Task details —
A verbatim copy of the records is required, with all pictures left out.

*** Provided material ***

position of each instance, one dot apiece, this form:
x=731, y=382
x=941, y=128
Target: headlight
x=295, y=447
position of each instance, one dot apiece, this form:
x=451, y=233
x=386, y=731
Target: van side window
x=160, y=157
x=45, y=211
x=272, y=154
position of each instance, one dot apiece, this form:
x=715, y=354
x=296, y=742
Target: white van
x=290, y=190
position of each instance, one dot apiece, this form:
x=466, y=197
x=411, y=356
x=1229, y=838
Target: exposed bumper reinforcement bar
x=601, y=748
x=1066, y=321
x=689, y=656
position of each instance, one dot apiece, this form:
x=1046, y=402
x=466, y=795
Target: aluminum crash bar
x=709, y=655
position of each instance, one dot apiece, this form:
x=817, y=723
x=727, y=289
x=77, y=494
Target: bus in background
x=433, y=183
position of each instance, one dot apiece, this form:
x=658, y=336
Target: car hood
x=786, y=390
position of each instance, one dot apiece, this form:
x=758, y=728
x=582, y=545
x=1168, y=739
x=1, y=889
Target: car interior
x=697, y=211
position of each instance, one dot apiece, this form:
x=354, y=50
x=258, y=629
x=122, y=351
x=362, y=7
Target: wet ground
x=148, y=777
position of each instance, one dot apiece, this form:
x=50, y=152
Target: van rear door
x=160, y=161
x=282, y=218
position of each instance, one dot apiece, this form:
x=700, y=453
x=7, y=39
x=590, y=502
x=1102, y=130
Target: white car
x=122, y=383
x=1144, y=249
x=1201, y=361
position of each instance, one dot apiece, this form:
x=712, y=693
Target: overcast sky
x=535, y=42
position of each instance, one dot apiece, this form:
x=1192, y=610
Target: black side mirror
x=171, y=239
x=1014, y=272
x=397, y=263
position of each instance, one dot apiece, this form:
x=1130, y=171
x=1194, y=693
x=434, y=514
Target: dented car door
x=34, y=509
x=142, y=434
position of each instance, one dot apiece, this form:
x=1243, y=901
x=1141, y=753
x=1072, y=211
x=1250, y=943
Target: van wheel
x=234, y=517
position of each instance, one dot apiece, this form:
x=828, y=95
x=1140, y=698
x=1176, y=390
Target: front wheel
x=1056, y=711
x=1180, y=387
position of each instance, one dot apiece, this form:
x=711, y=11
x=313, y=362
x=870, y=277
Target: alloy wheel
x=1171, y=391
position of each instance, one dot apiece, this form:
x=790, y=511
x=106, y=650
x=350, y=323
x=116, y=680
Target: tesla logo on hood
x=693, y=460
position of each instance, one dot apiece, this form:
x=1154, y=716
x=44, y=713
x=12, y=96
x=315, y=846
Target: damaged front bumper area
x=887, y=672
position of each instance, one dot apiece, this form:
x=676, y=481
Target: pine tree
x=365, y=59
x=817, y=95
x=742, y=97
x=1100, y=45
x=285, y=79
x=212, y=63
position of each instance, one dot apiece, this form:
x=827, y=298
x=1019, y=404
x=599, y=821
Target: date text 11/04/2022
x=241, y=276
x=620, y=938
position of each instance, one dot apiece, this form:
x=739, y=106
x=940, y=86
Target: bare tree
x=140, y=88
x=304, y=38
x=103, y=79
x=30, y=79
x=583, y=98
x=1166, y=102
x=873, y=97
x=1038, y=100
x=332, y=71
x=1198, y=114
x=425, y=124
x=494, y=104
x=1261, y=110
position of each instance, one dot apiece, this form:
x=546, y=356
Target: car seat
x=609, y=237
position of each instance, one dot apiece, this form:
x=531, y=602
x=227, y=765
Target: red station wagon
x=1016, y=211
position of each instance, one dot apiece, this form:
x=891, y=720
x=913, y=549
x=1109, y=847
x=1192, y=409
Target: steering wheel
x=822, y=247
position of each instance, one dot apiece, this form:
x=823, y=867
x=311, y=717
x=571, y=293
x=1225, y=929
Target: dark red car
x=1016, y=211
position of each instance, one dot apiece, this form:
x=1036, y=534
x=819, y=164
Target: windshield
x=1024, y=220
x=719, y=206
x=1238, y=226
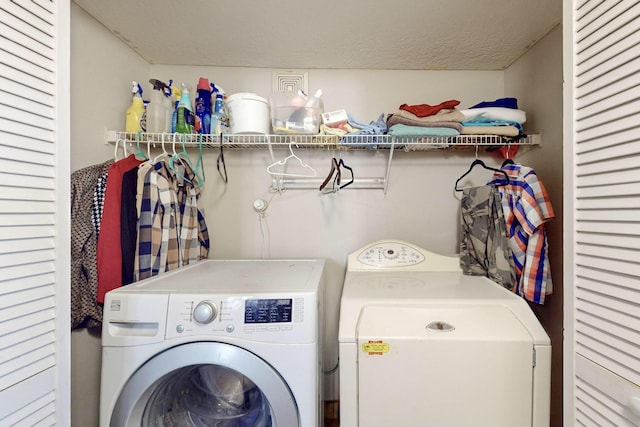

*** End of Provided material ***

Response below —
position of each instance, one dot apiece, this form:
x=731, y=382
x=941, y=128
Target: headlight
x=295, y=447
position of each instance, one dot apiece, this form:
x=451, y=233
x=386, y=731
Target: van side window
x=160, y=157
x=45, y=211
x=272, y=154
position of each instance, one dot apiece, this form:
x=715, y=354
x=296, y=742
Target: white van
x=290, y=190
position of each instance, one dot apiece, this form:
x=466, y=197
x=411, y=356
x=1229, y=838
Target: exposed bumper reinforcement bar
x=601, y=748
x=1066, y=321
x=689, y=656
position of each instance, one dot apiece, this form:
x=1046, y=402
x=466, y=795
Target: aluminum crash bar
x=709, y=655
position of each instance, one dot apiece, this form:
x=817, y=723
x=727, y=289
x=77, y=494
Target: bus in background
x=433, y=183
position of each instance, one dot apiece, this form:
x=658, y=336
Target: car hood
x=786, y=390
position of each instance, one dot apiece, this form:
x=758, y=728
x=582, y=545
x=1168, y=739
x=1, y=889
Target: car interior
x=697, y=211
position of each instance, one dot apiece, this form:
x=354, y=50
x=258, y=629
x=122, y=351
x=362, y=7
Target: wet ground
x=148, y=777
position of each instance, one dot apiece, this form:
x=50, y=152
Target: van rear door
x=160, y=161
x=282, y=218
position of each instance, one dot apiece, this form:
x=700, y=453
x=7, y=39
x=590, y=502
x=1102, y=130
Target: white car
x=122, y=383
x=1144, y=249
x=1201, y=361
position of each instance, one dot apiece, this form:
x=712, y=693
Target: overcast sky
x=535, y=42
position of each instance, one dot apiece, this form:
x=1192, y=610
Target: black side mirror
x=171, y=239
x=1014, y=272
x=397, y=263
position of each instance, one dot apiece, this form:
x=1130, y=171
x=1194, y=693
x=434, y=514
Target: dented car door
x=34, y=509
x=142, y=434
position of each instance, one dot apiece, this form:
x=1243, y=901
x=1141, y=753
x=1072, y=211
x=1250, y=943
Target: van wheel
x=234, y=517
position of each instance, one dot apiece, this form:
x=828, y=95
x=1140, y=698
x=1176, y=390
Target: front wheel
x=1056, y=711
x=1180, y=387
position of each instance, one dot apiece, this form:
x=711, y=11
x=313, y=362
x=870, y=277
Target: alloy wheel
x=1171, y=391
position of each instance, one dot apiece, this form:
x=790, y=511
x=106, y=650
x=350, y=323
x=116, y=680
Target: tesla logo on hood
x=693, y=460
position of each instance, one dot apiece, this form:
x=1154, y=716
x=44, y=713
x=12, y=96
x=315, y=846
Target: damaged front bumper area
x=887, y=672
position of each instance, one dot apiece, this form:
x=676, y=481
Target: pine tree
x=365, y=59
x=817, y=95
x=742, y=97
x=1100, y=45
x=285, y=79
x=212, y=63
position of each instance, one dot apiece, this form:
x=827, y=298
x=1019, y=404
x=599, y=821
Target: date text 11/04/2022
x=241, y=276
x=620, y=938
position of each instance, one dot apiece, this form:
x=739, y=106
x=940, y=86
Target: bare tree
x=140, y=88
x=304, y=38
x=103, y=79
x=30, y=79
x=583, y=98
x=1166, y=102
x=873, y=97
x=1038, y=100
x=332, y=71
x=1198, y=114
x=425, y=124
x=494, y=104
x=1261, y=110
position of each instance, one dot apiece, this form:
x=546, y=356
Target: car seat
x=609, y=237
position of each instance, one dot apiece, this form:
x=531, y=602
x=227, y=765
Target: red station wagon
x=1016, y=211
position of each instance, one dot apiece, this form:
x=891, y=720
x=913, y=549
x=1109, y=847
x=1192, y=409
Target: steering wheel
x=822, y=247
position of each instance, one dot apiece, this form:
x=823, y=867
x=311, y=717
x=571, y=293
x=1225, y=929
Target: dark red car
x=1016, y=211
position of each instance, one dot apiece, this form:
x=1036, y=534
x=819, y=164
Target: windshield
x=1024, y=220
x=719, y=206
x=1238, y=226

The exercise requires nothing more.